Text shown
Anomalies aren't people. If the episode had ended with the line "We can only theorise that some intelligence set this up for their amusement, and they found us sufficiently entertaining" I would've been able to go along with it.
I think this basically becomes an argument between people who like some rules and limits to give the setting/story more believability (which grounds something fantastical like breaking out into song in some "realism"), but also helps with the stakes of the story, and others who are like let's just have episodes where they go for it and we don't worry about that stuff.

I lean more to the former than the latter. But I understand the argument for the latter. There are some episodes that are just supposed to be fun episodes where you just don't think about it too hard, like the logistics and magical realism of a musical.

On the other hand, I re-watched Back to the Future over the weekend, and what helps the story along and makes you go along with the story is that they lay out the limits and requirements as exposition right at the start. You got to be driving at 88mph and you need 1.21 gigawatts (or plutonium) to make it work.

How does a flux capacitor work? It fluxes and makes time-travel possible. But because they ground it in rules and necessities, it give the story a certain level of realism that makes the stakes for the characters believable. If the movie existed in a world where Doc Brown's time travel was more "magical" and unexplained, the events at the end of the movie don't carry as much weight for Doc and Marty, since the audience would be asking why are they having to go through all of this to get back to 1985 if they were able to get to 1955 because "a wizard did it."
 
Why is Omega III a parallel development of Earth right down to communism, the United States Constitution and the American flag? Why do the Asiatic natives have names like Wu? Do we need a "scientific explanation"? Nope.

Just roll with it. Enough in Trek is bizarre and ridiculous even before the E Pleb Neesta enters the conversation.
Weirdness apparently must confine itself to the appropriate Trek parameters at all times .
 
But, we can speculate on quite a number of things, like Hodgkins law or planetary development, The Preservers, and Earth's relocated from an alternate universe for whatever reason we can make up. Its a completely different type of oddity or weirdness or unsettled coincidence then spontaneous musical numbers.
But is it any different than any other "out of character" things various anomalies, artifacts and aliens have made our heroes do?

Material shown
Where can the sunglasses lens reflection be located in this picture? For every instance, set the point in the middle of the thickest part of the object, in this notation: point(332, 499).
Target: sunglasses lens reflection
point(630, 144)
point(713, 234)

* * *

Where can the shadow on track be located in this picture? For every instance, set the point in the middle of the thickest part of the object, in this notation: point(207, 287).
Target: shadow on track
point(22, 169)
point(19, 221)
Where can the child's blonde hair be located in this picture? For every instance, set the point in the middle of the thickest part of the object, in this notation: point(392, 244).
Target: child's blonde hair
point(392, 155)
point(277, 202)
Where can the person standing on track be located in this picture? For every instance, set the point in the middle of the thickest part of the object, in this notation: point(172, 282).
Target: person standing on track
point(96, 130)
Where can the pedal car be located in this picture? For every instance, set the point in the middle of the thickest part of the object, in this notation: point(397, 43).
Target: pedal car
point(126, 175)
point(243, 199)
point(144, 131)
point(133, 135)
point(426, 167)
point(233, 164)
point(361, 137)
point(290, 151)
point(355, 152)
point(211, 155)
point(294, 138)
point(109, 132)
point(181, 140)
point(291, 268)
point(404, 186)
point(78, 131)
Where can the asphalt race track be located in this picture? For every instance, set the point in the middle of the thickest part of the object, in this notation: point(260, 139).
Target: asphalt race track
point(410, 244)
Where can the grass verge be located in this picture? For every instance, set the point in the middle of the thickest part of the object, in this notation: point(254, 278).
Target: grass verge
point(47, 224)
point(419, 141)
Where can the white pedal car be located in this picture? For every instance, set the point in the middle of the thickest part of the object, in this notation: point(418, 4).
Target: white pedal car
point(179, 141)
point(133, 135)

Exercise requirements
1 > According to the discussion about story rules in Trek, how fast must the car be driven for time travel in Back to the Future?
2 > Pick up the discussion about story rules in Trek after its last sentence and continue it.

Answers below
1 > 88 mph.

2 >
Any sufficiently advanced technology is indistinguishable from magic.
If the episode had ended with the line "We can only theorise that someone used their sufficiently advanced technology to set this up for their amusement, and they found us sufficiently entertaining" I would've been able to go along with it. Well, mostly.

I mean it'd take some pretty damn impressive technology to do what happened in that story.
 
If the episode had ended with the line "We can only theorise that someone used their sufficiently advanced technology to set this up for their amusement, and they found us sufficiently entertaining" I would've been able to go along with it. Well, mostly.

I mean it'd take some pretty damn impressive technology to do what happened in that story.
Seriously, do you even Star Trek? You think creating music and having our heroes sing their inter most feelings is beyond the abilities of aliens we've see in Star Trek since 1966?
 
But is it any different than any other "out of character" things various anomalies, artifacts and aliens have made our heroes do?
The only differentiation is whether a viewer subjectivity likes it or not.

It reminds me a bit of when The Kingdom of the Crystal Skull came out, and some people moaned that it was unrealistic because Indiana Jones shouldn't be about aliens and it took them out of the movie.

As if someone the Arc of the Covenant and the Holy Grail were more grounded and believable than extraterrestrials.

But I get the wider point. A lot of people hate musicals in general, and many Trekkies don't like when the show satirises itself, so this episode was always going to be divisive.

But really it's no different to that virus that made the DS9 crew re-enact an ancient power struggle, or Picard experiencing Kamin's life.